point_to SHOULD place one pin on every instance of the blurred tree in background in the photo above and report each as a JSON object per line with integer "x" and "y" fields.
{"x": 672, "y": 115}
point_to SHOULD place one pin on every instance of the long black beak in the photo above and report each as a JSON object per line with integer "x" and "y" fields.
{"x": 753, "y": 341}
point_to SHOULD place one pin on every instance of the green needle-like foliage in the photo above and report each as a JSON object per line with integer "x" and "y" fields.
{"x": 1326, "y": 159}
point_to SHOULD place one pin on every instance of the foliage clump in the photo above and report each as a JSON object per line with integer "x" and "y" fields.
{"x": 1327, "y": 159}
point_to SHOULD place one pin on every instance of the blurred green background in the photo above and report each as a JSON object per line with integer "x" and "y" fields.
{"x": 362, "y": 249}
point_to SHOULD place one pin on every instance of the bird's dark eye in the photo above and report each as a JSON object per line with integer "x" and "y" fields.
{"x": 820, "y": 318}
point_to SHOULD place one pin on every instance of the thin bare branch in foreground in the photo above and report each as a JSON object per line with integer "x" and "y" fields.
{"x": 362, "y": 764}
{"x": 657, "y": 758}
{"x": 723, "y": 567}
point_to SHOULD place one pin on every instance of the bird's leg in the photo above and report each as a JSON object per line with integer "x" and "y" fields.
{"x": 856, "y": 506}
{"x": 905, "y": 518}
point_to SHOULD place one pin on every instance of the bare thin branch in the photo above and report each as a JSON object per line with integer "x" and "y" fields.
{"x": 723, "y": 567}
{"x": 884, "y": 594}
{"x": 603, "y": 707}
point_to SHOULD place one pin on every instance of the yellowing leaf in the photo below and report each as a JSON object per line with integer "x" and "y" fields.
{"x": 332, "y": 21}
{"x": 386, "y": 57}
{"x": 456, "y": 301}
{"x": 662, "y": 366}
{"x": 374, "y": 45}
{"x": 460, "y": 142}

--

WHAT NEEDS TO BE DONE
All entries should be transcribed verbatim.

ANSWER TO THIS EXERCISE
point_to SHOULD place one pin on every instance of the blurred tree in background in the photo above and report each as a JSON object per line with integer "x" and "y" fields.
{"x": 672, "y": 115}
point_to SHOULD place one pin on every instance of the long black beak in the photo above and report each as a JSON object per line with integer "x" and "y" fields.
{"x": 753, "y": 341}
point_to SHOULD place one pin on every instance of the green needle-like foliage in the photo above and report each as a JSON object per line with integer "x" and "y" fields.
{"x": 1326, "y": 159}
point_to SHOULD place one pin on every instance of the foliage clump in the photo above and report each as a JSON object per line with integer "x" and "y" fields.
{"x": 1327, "y": 159}
point_to SHOULD place one pin on every instance of the blurred green background in the photo above and report each as a JSON object per line with integer "x" and "y" fields.
{"x": 362, "y": 249}
point_to SHOULD place one pin on every instance of the bird's dark eye in the photo above and report each as a JSON object per line with integer "x" and "y" fields.
{"x": 820, "y": 318}
point_to SHOULD place one pin on every instance of the thin bare branch in foreground in the photo above and report each as a JSON object per line with integer "x" and "y" fields.
{"x": 362, "y": 764}
{"x": 657, "y": 758}
{"x": 723, "y": 567}
point_to SHOULD place one pin on every instance of the bird's leg in the photo above and report each as a JSON object per line with integer "x" and "y" fields.
{"x": 856, "y": 506}
{"x": 905, "y": 518}
point_to SHOULD place one pin on every instance of the bare thin branch in the photo above and report each as a JSON object per line with integer "x" and "y" fields.
{"x": 723, "y": 567}
{"x": 884, "y": 594}
{"x": 603, "y": 707}
point_to SHOULD place one pin on every instance of the yellowing leaf in the photo below and report each as a JSON object per line with integer "x" and "y" fields.
{"x": 332, "y": 21}
{"x": 386, "y": 57}
{"x": 456, "y": 301}
{"x": 662, "y": 366}
{"x": 374, "y": 45}
{"x": 460, "y": 142}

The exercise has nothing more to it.